Today we are going to take a look at various strategies that you can put into practice in your daily life to make you more resilient, to become an anti-fragile person who benefits from whatever problems come up during the course of your day
In the previous post we would sum resilience up as being an ability to cope with, withstand, and even benefit from the setbacks that life has in store for us all.
Going back to ancient times, human beings have always sought ways to become more resilient.
The resilience contradiction
The contradiction, or let’s say incoherence, that we experience on a daily basis is that, the more we move on in terms of possibilities and technologies, the less resilient to life’s hurdles we seem to be. We have become a society as intelligent and advanced as it is soft and fragile, when looking at both psychological and physical terms.
Many of these strategies come from Stoic philosophy. Philosophers like Marco Aurelio have left us a whole legacy of prescriptions and recommendations for life that are just as important as when they were created. In fact, they might even be more important.

Exercise tasks:
A - Answer these from the passage on resilience:
(i) Many of the strategies come from which philosophy?
(ii) The previous post summed up resilience as an ability to do what with life's setbacks?
(iii) Society has become as intelligent and advanced as it is what?
B - Please transcribe the part of the passage on resilience starting at "Today we are" and ending at "and physical terms.".
The lines that come next have no connection to the passage on resilience.

Entries for locating named things
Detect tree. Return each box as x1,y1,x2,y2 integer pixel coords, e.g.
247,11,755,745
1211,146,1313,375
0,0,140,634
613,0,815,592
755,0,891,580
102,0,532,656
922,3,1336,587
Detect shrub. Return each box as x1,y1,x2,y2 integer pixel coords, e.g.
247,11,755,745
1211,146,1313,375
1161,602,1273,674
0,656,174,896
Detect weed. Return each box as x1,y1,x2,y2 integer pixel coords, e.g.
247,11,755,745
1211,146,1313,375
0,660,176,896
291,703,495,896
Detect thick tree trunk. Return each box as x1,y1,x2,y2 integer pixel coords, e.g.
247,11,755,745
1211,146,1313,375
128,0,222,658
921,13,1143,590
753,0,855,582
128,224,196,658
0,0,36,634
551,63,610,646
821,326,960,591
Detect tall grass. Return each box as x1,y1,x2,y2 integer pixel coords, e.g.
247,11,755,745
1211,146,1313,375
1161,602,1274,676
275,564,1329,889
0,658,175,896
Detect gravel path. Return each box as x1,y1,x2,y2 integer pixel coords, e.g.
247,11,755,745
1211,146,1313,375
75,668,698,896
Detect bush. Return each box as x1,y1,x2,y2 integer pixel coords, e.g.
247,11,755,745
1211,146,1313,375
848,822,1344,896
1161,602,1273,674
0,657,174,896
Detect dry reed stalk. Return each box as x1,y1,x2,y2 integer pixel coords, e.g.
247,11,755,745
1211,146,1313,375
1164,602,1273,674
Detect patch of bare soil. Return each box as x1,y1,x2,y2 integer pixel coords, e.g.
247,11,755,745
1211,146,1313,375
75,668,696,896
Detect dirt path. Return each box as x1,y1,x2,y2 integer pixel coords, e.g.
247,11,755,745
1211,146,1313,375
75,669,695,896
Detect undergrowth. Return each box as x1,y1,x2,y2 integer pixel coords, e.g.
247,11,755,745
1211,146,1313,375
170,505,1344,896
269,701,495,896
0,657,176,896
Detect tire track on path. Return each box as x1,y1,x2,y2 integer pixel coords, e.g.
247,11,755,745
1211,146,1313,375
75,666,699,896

Expected results:
A -
(i) Stoic philosophy
(ii) Cope with, withstand, and even benefit from them
(iii) Soft and fragile

B -
Today we are going to take a look at various strategies that you can put into practice in your daily life to make you more resilient, to become an anti-fragile person who benefits from whatever problems come up during the course of your day
In the previous post we would sum resilience up as being an ability to cope with, withstand, and even benefit from the setbacks that life has in store for us all.
Going back to ancient times, human beings have always sought ways to become more resilient.
The resilience contradiction
The contradiction, or let’s say incoherence, that we experience on a daily basis is that, the more we move on in terms of possibilities and technologies, the less resilient to life’s hurdles we seem to be. We have become a society as intelligent and advanced as it is soft and fragile, when looking at both psychological and physical terms.